> _Short task_:
Locate each line in the stored records below that contains the word "dark" and copy those lines. Uppercase and lowercase letters count as different.

Stored records
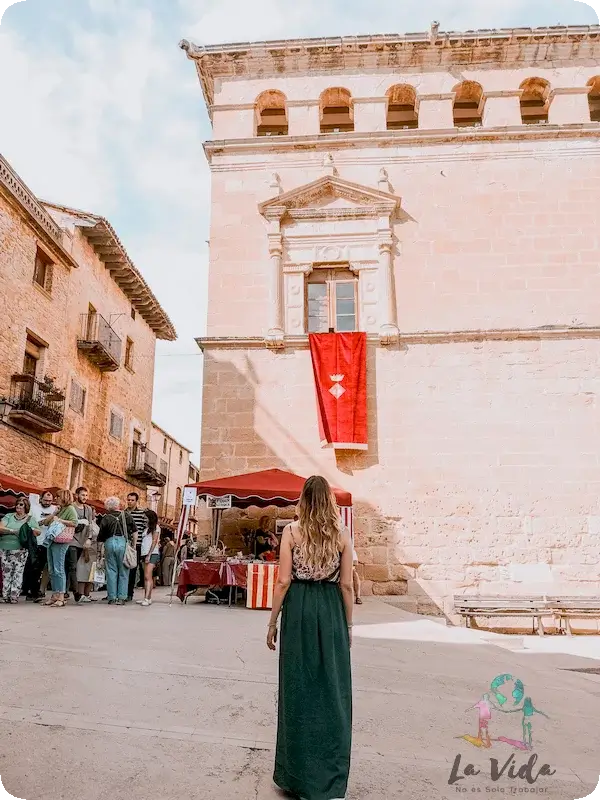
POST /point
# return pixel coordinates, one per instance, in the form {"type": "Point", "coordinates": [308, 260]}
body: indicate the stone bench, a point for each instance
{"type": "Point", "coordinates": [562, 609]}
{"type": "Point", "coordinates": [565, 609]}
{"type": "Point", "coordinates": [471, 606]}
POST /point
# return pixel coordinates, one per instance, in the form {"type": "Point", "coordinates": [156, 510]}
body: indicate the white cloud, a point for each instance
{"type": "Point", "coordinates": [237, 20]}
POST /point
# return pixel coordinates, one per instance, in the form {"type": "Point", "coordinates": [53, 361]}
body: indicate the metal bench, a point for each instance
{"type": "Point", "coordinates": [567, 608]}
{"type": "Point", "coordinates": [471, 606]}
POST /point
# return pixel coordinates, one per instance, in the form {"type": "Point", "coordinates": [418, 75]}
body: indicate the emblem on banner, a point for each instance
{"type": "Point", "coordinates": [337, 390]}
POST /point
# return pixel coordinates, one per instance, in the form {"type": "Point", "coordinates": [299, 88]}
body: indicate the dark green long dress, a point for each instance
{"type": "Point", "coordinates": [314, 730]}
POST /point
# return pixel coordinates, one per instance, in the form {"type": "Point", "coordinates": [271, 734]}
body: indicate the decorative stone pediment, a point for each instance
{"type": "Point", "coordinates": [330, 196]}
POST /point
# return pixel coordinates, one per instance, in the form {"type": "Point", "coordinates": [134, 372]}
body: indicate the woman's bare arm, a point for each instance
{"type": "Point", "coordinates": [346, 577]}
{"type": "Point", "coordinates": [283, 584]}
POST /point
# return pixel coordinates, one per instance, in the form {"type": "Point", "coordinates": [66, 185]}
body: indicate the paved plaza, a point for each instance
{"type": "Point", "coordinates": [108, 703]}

==

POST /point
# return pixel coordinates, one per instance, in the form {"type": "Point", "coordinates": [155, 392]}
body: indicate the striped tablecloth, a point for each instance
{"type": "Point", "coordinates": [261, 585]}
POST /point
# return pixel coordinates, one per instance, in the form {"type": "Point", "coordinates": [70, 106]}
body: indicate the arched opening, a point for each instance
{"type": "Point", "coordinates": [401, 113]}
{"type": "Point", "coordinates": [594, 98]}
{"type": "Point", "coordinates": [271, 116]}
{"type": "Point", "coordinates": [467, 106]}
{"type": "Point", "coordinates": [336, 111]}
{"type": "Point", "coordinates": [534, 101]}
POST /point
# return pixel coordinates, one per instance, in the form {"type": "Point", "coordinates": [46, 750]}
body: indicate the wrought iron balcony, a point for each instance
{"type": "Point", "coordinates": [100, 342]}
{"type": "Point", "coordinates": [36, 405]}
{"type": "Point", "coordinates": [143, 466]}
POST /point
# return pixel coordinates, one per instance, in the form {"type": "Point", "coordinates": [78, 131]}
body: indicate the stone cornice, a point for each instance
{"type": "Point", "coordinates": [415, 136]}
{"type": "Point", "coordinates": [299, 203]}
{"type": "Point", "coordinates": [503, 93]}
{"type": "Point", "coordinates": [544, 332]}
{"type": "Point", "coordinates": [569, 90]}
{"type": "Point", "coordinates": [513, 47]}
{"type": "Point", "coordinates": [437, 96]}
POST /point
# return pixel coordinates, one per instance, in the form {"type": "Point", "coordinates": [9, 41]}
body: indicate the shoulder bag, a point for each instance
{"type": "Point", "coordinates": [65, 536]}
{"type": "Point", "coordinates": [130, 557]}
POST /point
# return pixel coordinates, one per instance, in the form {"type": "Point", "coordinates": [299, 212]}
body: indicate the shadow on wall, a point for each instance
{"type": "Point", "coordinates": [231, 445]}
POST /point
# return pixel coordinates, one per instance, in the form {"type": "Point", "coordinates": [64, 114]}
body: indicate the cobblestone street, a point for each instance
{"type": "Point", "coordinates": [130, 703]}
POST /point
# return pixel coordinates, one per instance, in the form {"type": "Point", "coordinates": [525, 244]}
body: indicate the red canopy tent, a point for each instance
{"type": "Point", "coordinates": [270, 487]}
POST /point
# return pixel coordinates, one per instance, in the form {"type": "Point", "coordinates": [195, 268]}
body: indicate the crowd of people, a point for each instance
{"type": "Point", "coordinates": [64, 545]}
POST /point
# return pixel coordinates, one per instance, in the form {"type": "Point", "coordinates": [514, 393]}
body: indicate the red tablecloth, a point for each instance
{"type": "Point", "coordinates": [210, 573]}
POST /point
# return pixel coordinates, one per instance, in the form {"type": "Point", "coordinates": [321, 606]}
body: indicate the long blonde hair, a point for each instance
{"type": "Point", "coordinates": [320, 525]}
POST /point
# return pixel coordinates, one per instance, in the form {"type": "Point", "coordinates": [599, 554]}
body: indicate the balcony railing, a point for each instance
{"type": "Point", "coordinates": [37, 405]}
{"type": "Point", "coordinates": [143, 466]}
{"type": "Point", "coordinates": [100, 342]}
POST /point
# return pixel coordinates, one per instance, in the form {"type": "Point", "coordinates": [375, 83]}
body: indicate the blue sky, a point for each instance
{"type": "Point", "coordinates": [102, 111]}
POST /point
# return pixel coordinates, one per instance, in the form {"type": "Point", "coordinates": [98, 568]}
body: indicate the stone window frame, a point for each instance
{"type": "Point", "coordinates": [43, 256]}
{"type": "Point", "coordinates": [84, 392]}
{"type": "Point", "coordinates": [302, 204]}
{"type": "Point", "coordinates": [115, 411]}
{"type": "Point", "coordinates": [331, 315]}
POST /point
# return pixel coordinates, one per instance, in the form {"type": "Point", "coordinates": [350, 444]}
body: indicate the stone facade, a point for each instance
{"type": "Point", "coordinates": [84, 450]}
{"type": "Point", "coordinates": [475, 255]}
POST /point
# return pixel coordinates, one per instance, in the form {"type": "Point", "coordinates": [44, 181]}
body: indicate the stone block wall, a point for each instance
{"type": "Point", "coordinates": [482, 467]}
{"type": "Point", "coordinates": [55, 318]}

==

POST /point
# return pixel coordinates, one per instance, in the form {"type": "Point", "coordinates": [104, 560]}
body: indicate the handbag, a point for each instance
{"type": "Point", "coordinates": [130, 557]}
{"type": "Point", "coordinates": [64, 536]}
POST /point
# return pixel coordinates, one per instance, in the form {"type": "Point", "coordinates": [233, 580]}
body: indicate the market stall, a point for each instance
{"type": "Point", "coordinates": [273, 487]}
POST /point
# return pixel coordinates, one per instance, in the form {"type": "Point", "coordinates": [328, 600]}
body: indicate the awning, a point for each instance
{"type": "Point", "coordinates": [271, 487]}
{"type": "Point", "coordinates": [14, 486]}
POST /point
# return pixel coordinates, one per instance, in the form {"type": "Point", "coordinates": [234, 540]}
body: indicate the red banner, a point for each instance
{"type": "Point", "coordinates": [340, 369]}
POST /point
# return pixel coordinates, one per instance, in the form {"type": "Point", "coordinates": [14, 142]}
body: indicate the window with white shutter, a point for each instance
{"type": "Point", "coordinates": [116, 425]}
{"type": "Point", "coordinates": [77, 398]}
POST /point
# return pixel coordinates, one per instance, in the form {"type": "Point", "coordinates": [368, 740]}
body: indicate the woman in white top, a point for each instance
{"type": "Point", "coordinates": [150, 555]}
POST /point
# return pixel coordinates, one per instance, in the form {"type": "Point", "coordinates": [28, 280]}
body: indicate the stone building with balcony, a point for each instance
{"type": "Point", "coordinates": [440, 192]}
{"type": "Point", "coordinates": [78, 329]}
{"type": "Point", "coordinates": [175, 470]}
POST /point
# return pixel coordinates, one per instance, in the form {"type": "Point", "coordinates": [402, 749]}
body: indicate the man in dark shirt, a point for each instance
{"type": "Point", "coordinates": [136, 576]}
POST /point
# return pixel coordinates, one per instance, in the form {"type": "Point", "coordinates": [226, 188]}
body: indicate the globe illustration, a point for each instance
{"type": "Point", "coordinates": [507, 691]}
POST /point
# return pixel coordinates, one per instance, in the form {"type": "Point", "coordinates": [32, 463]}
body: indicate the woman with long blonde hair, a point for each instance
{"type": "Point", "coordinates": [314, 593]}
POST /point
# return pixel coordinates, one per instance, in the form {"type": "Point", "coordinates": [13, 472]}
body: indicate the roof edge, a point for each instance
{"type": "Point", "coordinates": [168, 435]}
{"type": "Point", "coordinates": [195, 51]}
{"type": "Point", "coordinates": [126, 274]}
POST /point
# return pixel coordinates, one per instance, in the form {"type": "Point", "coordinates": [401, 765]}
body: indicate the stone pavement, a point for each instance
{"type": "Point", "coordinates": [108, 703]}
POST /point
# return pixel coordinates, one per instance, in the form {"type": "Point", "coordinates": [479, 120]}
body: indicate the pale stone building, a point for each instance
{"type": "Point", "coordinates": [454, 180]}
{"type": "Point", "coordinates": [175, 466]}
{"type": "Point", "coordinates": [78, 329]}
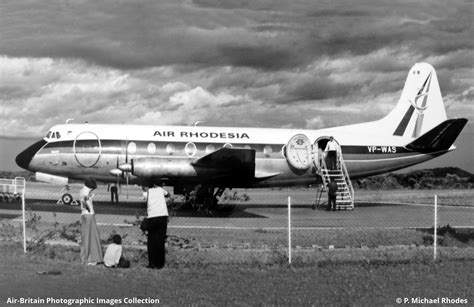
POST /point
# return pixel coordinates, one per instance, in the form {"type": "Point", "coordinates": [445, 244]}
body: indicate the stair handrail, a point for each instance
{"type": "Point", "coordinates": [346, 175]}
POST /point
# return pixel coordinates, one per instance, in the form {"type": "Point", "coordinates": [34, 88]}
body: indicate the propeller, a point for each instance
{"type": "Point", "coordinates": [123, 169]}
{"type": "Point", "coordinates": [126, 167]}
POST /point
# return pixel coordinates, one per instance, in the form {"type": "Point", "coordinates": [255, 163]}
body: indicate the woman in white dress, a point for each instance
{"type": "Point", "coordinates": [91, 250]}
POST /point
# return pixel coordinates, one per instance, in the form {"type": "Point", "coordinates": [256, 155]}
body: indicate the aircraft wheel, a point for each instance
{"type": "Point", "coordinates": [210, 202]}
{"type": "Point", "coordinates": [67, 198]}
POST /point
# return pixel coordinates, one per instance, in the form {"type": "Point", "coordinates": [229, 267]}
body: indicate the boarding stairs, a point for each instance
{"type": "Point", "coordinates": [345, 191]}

> _Task output_:
body: indicate the dark green long dress, a point for each instance
body: indicate the man in dark shirt, a point for each instance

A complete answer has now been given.